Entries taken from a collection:
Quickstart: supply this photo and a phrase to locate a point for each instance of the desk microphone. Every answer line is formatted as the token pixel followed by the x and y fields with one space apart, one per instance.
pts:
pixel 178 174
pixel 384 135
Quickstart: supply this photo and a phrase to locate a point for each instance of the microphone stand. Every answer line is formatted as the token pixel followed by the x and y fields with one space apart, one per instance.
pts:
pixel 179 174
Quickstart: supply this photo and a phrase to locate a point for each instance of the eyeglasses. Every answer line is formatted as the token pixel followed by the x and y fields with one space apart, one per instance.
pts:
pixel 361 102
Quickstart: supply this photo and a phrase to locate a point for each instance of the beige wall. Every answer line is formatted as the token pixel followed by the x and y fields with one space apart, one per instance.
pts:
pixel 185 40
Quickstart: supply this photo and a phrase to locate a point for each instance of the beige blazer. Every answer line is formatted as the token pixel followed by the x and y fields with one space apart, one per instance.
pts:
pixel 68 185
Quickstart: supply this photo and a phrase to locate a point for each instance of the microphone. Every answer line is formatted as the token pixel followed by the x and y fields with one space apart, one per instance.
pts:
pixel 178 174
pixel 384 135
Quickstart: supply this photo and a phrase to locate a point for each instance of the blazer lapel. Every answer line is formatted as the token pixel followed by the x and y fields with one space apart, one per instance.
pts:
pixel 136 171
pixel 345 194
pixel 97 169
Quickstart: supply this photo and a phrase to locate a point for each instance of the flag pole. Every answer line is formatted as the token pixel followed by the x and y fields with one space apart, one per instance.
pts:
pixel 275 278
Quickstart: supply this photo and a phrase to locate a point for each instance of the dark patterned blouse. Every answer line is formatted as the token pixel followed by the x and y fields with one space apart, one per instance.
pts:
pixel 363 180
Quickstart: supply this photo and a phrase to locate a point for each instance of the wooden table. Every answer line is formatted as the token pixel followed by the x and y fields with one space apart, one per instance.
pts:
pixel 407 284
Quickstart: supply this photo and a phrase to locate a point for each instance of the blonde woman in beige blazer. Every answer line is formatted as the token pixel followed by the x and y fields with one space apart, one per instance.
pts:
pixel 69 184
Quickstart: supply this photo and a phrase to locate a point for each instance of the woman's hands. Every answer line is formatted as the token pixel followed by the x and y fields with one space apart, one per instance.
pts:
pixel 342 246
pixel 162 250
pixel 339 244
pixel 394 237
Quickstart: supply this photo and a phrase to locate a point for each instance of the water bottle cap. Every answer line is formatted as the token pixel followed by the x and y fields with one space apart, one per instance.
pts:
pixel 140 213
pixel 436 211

Your goal:
Check each line of the data above for the string "woman", and copy the ones that have it.

Task output:
Quickstart: supply this photo and a phrase to locate a point for each instance of the blonde woman in beige blazer. Every answer line is formatted as the token pixel followed by the x and y fields with one space apart, one per instance.
Quickstart: supply this photo and a phrase to locate a point for each instance of the woman's hands. Every answer line is formatted as the token pixel followed by the x and y fields with one space apart, one per instance.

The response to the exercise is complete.